§ Objetivo do exercício: Retome o texto sobre a superlotação na emergência pediátrica e dê continuidade a ele a partir da última frase apresentada.

§ Texto fornecido:

Superlotação na emergência pediátrica
Patrícia Miranda Lago, chefe do Serviço de Emergência e Medicina Intensiva Pediátrica do Hospital de Clínicas de Porto Alegre, afirma que tem sido rotina a emergência funcionar com o dobro e até mesmo o triplo da capacidade. Na manhã desta segunda, de acordo com a médica, havia 25 crianças na emergência, que tem nove leitos. A maioria dos pacientes estava internada em virtude de bronquiolite, asma e pneumonia. Casos de covid-19 também foram registrados na emergência nos últimos dias, mas estão longe de ser a principal causa de internações no setor, aponta.
Patrícia explica que é normal que as doenças virais aumentem a partir de março, mas que, neste ano, fatores atípicos contribuíram para a superlotação da emergência: diminuição de leitos infantis e a retomada do convívio social.
— Passamos dois anos em que as crianças não tinham contato com outros doentes por causa da pandemia. Elas não saíam de casa e, assim, estavam protegidas. Como a covid-19 diminuiu, elas foram liberadas para ir à escola, a creches — diz a médica.

§ Conteúdo dos dados:

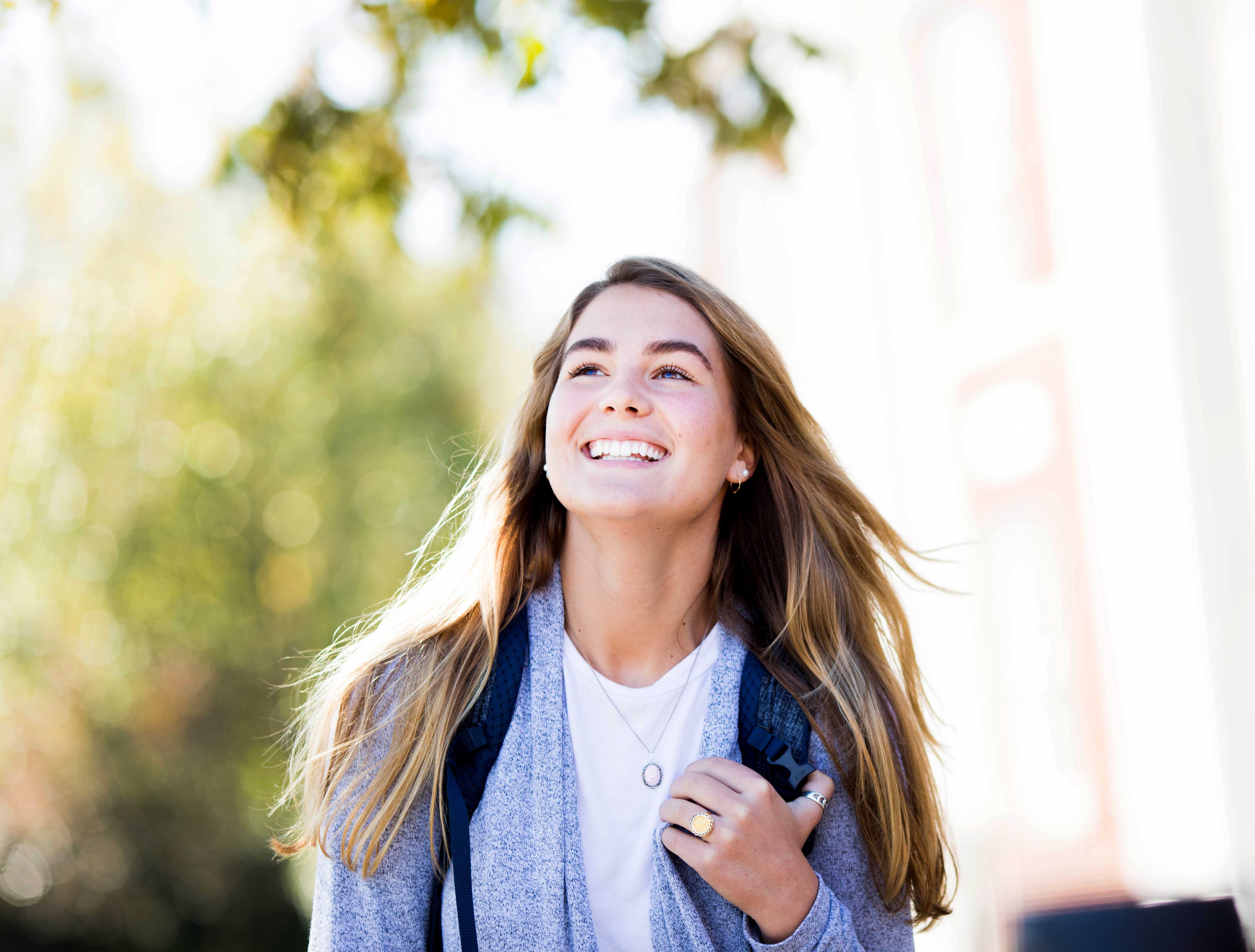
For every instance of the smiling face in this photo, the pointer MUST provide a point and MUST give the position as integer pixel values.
(641, 424)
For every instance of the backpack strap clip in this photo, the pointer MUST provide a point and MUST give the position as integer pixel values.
(779, 755)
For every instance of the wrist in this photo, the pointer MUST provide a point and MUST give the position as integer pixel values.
(785, 909)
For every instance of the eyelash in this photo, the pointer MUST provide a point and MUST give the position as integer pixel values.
(668, 368)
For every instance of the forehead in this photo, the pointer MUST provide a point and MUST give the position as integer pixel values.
(633, 317)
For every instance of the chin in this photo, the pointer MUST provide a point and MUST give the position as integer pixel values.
(618, 505)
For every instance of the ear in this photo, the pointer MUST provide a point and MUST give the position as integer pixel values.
(745, 465)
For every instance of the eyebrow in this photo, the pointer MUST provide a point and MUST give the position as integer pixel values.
(659, 347)
(671, 347)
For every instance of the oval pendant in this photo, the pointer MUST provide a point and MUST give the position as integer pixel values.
(652, 775)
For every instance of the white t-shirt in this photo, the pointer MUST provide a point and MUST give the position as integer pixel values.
(618, 813)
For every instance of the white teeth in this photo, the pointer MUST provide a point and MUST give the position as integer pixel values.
(623, 450)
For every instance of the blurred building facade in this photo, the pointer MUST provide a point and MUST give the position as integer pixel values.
(1010, 270)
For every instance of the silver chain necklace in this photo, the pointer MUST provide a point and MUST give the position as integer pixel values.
(652, 774)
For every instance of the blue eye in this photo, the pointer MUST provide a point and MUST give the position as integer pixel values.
(673, 374)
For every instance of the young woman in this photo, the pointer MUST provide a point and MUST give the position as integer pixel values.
(662, 508)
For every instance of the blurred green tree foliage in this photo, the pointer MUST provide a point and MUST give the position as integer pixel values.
(225, 420)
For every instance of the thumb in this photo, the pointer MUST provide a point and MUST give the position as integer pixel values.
(806, 812)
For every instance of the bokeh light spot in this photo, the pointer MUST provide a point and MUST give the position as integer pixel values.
(290, 518)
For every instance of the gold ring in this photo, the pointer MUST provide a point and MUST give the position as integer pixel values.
(701, 824)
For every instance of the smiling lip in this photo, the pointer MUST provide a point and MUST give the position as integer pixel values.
(642, 451)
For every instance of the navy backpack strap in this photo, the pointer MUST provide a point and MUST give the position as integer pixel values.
(460, 850)
(772, 729)
(472, 754)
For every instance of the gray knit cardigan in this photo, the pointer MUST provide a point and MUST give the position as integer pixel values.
(528, 870)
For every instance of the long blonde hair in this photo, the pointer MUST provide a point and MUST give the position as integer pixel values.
(801, 554)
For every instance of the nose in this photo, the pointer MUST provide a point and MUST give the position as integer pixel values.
(624, 396)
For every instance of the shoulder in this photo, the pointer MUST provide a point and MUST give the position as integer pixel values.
(841, 857)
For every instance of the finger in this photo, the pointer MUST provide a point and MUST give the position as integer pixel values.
(686, 846)
(681, 812)
(705, 790)
(820, 783)
(736, 777)
(806, 812)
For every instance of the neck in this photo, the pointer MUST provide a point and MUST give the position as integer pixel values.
(637, 598)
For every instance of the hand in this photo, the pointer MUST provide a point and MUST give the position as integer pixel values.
(753, 856)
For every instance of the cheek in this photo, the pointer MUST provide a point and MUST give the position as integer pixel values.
(706, 425)
(564, 415)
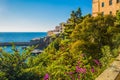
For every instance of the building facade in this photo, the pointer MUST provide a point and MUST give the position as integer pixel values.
(105, 7)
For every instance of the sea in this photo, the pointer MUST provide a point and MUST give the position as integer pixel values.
(19, 37)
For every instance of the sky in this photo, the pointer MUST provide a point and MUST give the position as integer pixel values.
(38, 15)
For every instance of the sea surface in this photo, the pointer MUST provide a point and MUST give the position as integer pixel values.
(19, 37)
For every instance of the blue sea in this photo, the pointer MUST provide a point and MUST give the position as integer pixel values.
(19, 37)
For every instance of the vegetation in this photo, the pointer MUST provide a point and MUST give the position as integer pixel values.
(82, 52)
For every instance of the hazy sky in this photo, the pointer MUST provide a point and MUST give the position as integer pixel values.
(37, 15)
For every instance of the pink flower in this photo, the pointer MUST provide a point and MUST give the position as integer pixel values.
(97, 61)
(80, 70)
(92, 70)
(46, 77)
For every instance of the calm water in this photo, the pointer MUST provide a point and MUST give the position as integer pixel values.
(19, 37)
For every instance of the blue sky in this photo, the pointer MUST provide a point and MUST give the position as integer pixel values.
(37, 15)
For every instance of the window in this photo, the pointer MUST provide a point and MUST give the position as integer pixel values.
(110, 12)
(110, 2)
(117, 1)
(102, 4)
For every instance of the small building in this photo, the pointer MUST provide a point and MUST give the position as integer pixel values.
(105, 7)
(58, 29)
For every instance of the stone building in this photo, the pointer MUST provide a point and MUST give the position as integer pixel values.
(58, 29)
(105, 7)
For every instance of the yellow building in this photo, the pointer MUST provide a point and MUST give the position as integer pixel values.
(105, 7)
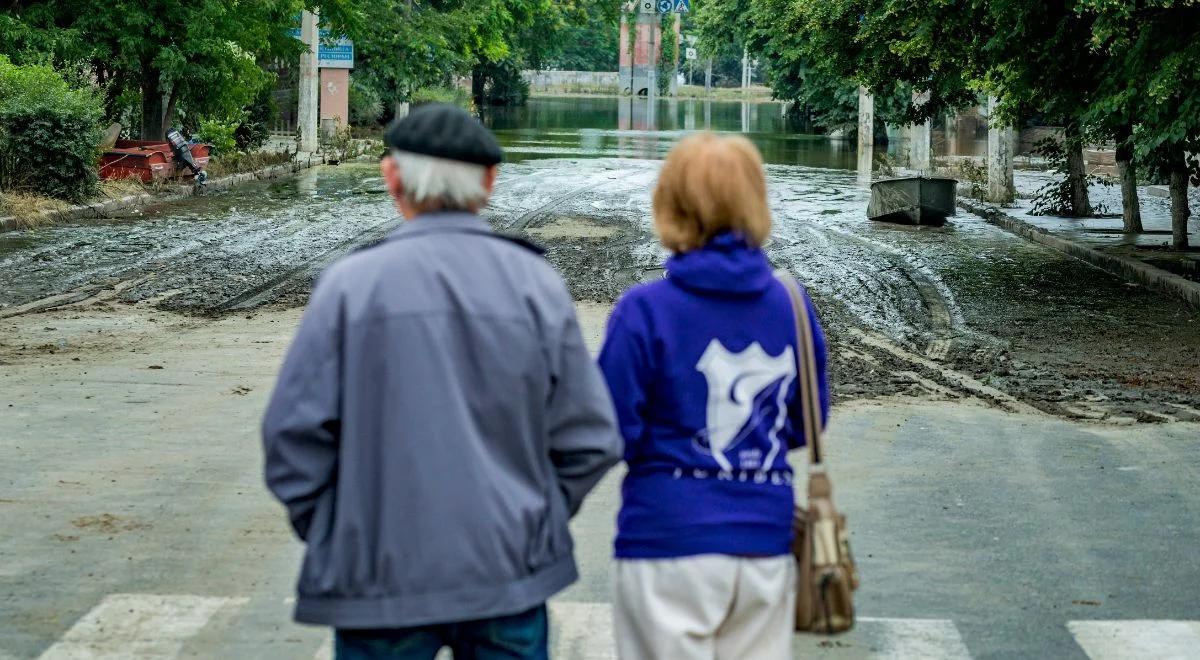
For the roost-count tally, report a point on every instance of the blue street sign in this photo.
(331, 53)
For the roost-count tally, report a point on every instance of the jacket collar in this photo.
(441, 222)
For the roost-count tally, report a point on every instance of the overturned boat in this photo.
(913, 201)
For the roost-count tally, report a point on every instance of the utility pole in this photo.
(921, 150)
(310, 82)
(865, 133)
(1000, 157)
(675, 70)
(652, 71)
(745, 69)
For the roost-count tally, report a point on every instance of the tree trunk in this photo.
(1080, 205)
(1127, 172)
(478, 85)
(168, 117)
(151, 105)
(1180, 210)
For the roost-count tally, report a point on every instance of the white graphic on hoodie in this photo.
(738, 388)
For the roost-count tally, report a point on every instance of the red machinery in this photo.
(151, 161)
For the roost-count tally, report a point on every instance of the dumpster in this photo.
(149, 161)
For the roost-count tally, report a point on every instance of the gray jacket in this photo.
(436, 424)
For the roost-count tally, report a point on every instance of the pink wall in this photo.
(335, 101)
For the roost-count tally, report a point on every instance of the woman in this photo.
(702, 371)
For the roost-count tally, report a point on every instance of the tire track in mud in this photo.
(937, 321)
(275, 287)
(292, 279)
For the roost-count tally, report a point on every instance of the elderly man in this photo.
(437, 420)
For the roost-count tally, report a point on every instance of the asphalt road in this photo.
(136, 523)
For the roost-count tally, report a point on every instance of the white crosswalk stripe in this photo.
(1145, 640)
(137, 627)
(579, 631)
(887, 639)
(148, 627)
(582, 630)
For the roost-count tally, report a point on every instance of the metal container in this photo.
(913, 201)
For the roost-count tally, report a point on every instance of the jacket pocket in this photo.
(552, 537)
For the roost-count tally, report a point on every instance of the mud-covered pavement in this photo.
(965, 311)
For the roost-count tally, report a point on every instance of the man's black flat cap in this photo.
(444, 131)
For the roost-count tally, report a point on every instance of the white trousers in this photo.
(705, 607)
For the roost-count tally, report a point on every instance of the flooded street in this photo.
(990, 396)
(964, 311)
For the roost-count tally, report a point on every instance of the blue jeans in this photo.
(525, 636)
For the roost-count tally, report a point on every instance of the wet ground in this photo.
(961, 312)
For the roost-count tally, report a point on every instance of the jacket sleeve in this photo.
(301, 427)
(627, 367)
(820, 351)
(583, 439)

§ Resultado da tarefa:
Outro fator pode explicar o aumento de atendimentos na rede de saúde: também por causa da pandemia, pais deixaram de vacinar os filhos e de levá-los a consultas com pediatras nos últimos meses. Assim, as crianças tiveram prejuízos no sistema imunológico e estão mais expostas à ação de vírus.
— As taxas de vacinação caíram absurdamente. Não podemos evitar que as crianças tenham doenças respiratórias no inverno, mas podemos fazer que os casos não sejam tão graves — diz Patricia.
Covid-19: aumento de casos positivos
Na Unidade de Pronto Atendimento (UPA) Moacyr Scliar, vinculada ao Grupo Hospitalar Conceição, na zona norte de Porto Alegre, houve aumento no número de positivados para covid-19 nos últimos dias. Em abril, 7% dos testes feitos na UPA resultaram positivo. Neste mês, foram 15%. O cenário piora quando avaliados os últimos dois dias: 25% de todos os testes deram positivo para covid-19. Renata Alampi Moreira, médica responsável pela unidade, acrescenta ainda que os atendimentos por doenças respiratórias passaram de cerca de 130 por dia para 150.
— Orientamos a procurar o pronto-atendimento para os casos mais graves. Muitas vezes atendemos pessoas com sintomas leves, que poderiam ser resolvidos em uma unidade básica. Nossa demanda tem sido alta nos últimos dias, o que aumenta o tempo de espera — explica, ressaltando que os pacientes mais graves são aqueles com o esquema vacinal da covid-19 incompleto.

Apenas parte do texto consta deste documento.